[課題一覧]
• a. ソーシャル・キャピタルと血圧に関する文章について、次の問いに答えてください。
(i) この研究を行ったのは、どの大学のどのグループですか。
(ii) 調査が行われた期間はいつですか。
(iii) ソーシャル・キャピタルの言い換えとして挙げられている語を二つ答えてください。
• b. ソーシャル・キャピタルと血圧に関する文章の末尾に続けて、その先の文章を書いてください。
:: 読解文
住民同士の信頼感が低い地域ほど、高血圧を誘発するという研究データが発表されました。これは、島根大学の疾病予知予防研究拠点のグループによるものです。
ソーシャル・キャピタル(社会関係資本)と呼ばれる地域社会の人間関係から血圧に与える影響にアプローチしたもので、このような研究成果は世界でも初めてだそうです。この内容が、アメリカの「アメリカンジャーナル オブ ハイパーテンション」に掲載されました。
人間関係の「信頼」が低ければ血圧が高めになる
2008年から2009年の間に調査が行われました。雲南市、出雲市に住んでいて、特定検診を受けた住民を対象に実施されました。
インタビュー項目の中で、「他人は機会があればあなたを利用すると思うか」という問いに、「はい」と応える人の割合と、血圧との関係について調べられました。その中で、「はい」と答えた人の割合が上がるごとに最大血圧が高くなる傾向がありました。このように、他人に対する信頼度や不安感が、高血圧に影響している事が明らかになりました。
ソーシャル・キャピタルをどうやって充実させていくか
ソーシャル・キャピタルとは、「社会問題に関わっていく自発的団体の多様さ」「社会全体の人間関係の豊かさ」を意味します。または地域力とか社会の結束力とも言えます。多くの友人と付き合ったりスポーツクラブのような団体に入ったりなど、「顔の見える付き合い」の全てを指しています。このソーシャル・キャピタルという考え方は、国際的にも広く認知されています。そして、この考え方に従って、色々な研究が行われているのです。
このような様々な研究データが示しているのは、市民同士のコミュニケーションの密度や度合い、さらには市民と行政の関係が活発であるほど、豊かな社会が作り出されるということです。この関係性を高めていくためには、地域組織や団体での活動やボランティア活動、友人知人とのつながりを積極的に進めていくことです。
::::
:: 提供記録
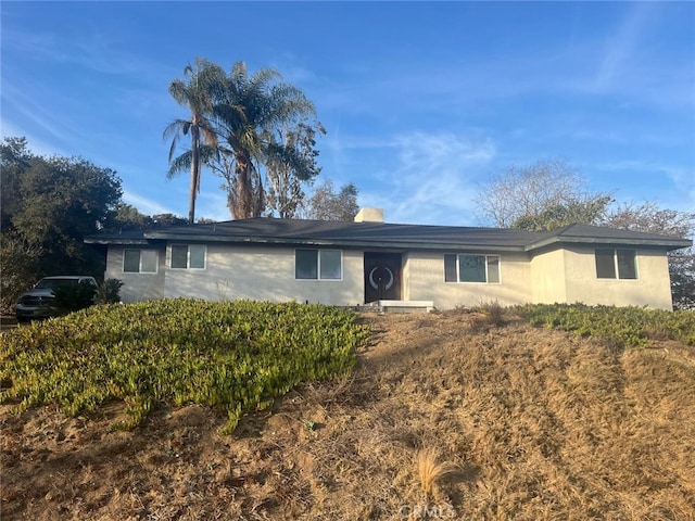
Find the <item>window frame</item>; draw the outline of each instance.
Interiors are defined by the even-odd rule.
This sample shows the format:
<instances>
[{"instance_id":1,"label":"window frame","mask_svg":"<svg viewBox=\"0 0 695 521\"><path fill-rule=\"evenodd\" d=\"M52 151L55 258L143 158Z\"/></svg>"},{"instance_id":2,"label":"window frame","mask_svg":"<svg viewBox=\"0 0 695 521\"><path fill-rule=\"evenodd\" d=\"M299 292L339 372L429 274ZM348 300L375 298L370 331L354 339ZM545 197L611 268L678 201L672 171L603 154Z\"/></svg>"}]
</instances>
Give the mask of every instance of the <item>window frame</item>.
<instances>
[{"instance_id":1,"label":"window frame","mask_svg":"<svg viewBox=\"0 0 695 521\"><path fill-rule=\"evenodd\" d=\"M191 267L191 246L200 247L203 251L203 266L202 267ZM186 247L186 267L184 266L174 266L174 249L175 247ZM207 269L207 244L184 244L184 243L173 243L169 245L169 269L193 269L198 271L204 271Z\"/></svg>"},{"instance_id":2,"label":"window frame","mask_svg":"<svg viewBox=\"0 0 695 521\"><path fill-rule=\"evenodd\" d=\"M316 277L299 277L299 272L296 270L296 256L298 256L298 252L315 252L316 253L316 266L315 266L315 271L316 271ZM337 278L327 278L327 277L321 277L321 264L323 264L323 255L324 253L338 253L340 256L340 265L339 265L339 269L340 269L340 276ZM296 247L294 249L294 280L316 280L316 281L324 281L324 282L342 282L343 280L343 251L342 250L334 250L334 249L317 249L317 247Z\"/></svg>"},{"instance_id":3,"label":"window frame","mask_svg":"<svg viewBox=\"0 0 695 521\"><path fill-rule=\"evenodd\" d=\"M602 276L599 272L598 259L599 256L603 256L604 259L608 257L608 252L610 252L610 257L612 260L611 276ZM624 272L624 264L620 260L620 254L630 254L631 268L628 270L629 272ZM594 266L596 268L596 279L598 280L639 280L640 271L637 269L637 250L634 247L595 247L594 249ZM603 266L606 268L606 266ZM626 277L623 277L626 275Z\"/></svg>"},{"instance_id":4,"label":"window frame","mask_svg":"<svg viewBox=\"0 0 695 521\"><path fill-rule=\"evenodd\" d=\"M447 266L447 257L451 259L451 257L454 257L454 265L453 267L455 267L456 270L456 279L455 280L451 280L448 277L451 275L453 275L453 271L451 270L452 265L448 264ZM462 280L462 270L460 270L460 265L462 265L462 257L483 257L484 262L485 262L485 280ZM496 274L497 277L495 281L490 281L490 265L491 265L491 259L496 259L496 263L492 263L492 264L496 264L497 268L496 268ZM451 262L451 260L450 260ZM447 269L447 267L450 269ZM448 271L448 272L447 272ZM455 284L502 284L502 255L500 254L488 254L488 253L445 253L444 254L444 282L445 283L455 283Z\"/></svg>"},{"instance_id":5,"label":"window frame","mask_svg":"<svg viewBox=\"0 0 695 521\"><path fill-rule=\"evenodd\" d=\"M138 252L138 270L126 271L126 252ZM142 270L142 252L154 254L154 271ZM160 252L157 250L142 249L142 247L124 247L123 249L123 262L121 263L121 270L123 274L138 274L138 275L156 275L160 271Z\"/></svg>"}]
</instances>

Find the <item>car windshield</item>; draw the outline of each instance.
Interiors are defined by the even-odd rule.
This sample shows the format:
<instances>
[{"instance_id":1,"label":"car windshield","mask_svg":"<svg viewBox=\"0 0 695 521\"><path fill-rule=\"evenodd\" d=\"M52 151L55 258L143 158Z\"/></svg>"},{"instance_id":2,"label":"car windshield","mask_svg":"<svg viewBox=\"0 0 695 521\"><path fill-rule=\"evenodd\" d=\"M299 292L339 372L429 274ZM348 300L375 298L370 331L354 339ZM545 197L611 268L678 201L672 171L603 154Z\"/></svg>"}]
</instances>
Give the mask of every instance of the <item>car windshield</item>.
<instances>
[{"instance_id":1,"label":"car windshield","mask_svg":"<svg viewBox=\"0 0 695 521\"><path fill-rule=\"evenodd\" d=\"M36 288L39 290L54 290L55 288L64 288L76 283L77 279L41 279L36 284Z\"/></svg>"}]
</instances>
::::
[解答例]
• a.
(i) 島根大学の疾病予知予防研究拠点のグループ
(ii) 2008年から2009年の間
(iii) 地域力、社会の結束力

• b.
ソーシャル・キャピタルが豊かな地域は、政治的な意思疎通や、子どもの教育成果の向上、さらには近隣の治安の向上、地域経済の発展など、経済面社会面で良い効果をもたらしています。都市への一極集中型の政策ではなく、地方分権型の社会を作ることを大切にし、地方での経済発展を目指していく意味でソーシャル・キャピタルの重要性が高まっています。
この考え方が、今回のように「健康」にも大きな影響を与えることが分かりました。個人レベルではなく、集団での心理や地域性などを考慮に入れると、より価値の高い健康施策にも繋がることを示した結果であると言えます。
仲間や友達と楽しみながら「健康」を分かち合う。そのようなソーシャル・キャピタルを通じた精神的な充実感や豊かさが、体全体の健康管理にも多くのメリットをもたらすのです。現代は、集団での活動や地域社会での活動が薄れて、「個人」での活動や「顔の見えない相手との交流」が主流になっています。しかし、そのような中では精神的な安定はなかなか得ることができません。
ソーシャル・キャピタルの考え方をうまく日常生活、そして社会生活に取り入れることで、精神的にも肉体的にも「健康」を得ることができます。その「健康」な自分が、個人としての自分の活動をさらに高めてくれるはずです。